══ Passage provided ══
Hi. My name is Shanna, and I'm an addict.
Assembly of blog-readers: Hi, Shanna!
I've been addicted to caffeine in liquid form for many years. My addiction first became obvious in my late teens. I just had to have that morning cup. Then a second. Then a third. Until finally, I was drinking a pot of coffee a day.
I've been trying to curb this addiction. Quitting cold-turkey gives me a terrible headache, not to mention the grumps. So lately, I've been trying tea. I adore tea, especially the herbals and green or white teas. Now, however, I've found a new love.
Celestial Seasonings has a red tea that's wonderfully mild and mellow. It's called Madagascar Vanilla Red. Sounds like an illegal substance, doesn't it? The "red" tea is actually from South Africa, and is called Rooibos.
═══
- What you need to do:
- A) In the blog post about cutting back on coffee, what is the name of the Celestial Seasonings red tea?
- B) Pick up the blog post about cutting back on coffee after its final sentence and carry it forward.
══ Extracted records ══
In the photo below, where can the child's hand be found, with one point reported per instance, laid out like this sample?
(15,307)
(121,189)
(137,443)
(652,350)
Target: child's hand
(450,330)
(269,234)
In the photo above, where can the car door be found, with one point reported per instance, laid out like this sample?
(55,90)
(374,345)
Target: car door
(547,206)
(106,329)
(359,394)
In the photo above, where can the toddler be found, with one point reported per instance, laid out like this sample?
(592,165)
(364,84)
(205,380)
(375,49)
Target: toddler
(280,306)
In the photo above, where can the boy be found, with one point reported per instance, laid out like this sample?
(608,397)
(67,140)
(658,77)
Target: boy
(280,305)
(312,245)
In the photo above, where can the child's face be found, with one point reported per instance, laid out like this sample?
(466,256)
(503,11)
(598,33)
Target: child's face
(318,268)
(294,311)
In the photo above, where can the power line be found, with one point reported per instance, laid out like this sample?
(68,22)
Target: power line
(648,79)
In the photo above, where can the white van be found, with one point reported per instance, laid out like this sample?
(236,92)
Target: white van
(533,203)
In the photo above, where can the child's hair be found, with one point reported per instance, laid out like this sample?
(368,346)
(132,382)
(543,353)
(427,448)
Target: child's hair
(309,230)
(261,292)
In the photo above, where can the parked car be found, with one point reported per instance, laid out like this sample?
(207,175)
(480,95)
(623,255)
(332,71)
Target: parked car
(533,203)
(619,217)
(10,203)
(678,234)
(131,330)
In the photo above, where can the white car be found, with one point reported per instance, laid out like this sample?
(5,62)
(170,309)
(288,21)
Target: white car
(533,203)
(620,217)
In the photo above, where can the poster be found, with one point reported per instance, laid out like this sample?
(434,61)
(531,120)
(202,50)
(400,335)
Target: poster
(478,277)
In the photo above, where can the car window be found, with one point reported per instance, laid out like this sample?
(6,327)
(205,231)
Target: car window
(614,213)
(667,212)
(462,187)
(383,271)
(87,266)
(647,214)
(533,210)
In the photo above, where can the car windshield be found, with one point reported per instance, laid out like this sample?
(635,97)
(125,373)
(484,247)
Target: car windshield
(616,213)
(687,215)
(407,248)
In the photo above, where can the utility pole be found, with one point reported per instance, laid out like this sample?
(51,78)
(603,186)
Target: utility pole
═══
- Per-task answers:
- A) Madagascar Vanilla Red

- B)
Hopefully, I can curb my addiction a bit. I'm supposed to be on this limited diet because of my hiatal hernia. No spicy foods (there goes my Thai food fetish), no coffee, no chocolate (good luck with that one, Doc!) and no soda. I do love my coffee, though. Soda I could care less about.
Not that I stick to any kind of diet. I am the anti-dieter. The fact that I'm a freaking twig notwithstanding. Just the other night I made an enormous pot of chili (so much for the spicy thing). And this low-carb thing? What a crock. Just another ridiculous money-making scheme by marketers who know the world is full of fad-followers who have a severe lack of self confidence. The fact of the matter is, if you want to live healthy simply practice moderation. Aside from that, the world is just a tad too focused on body image and not enough on the population's health.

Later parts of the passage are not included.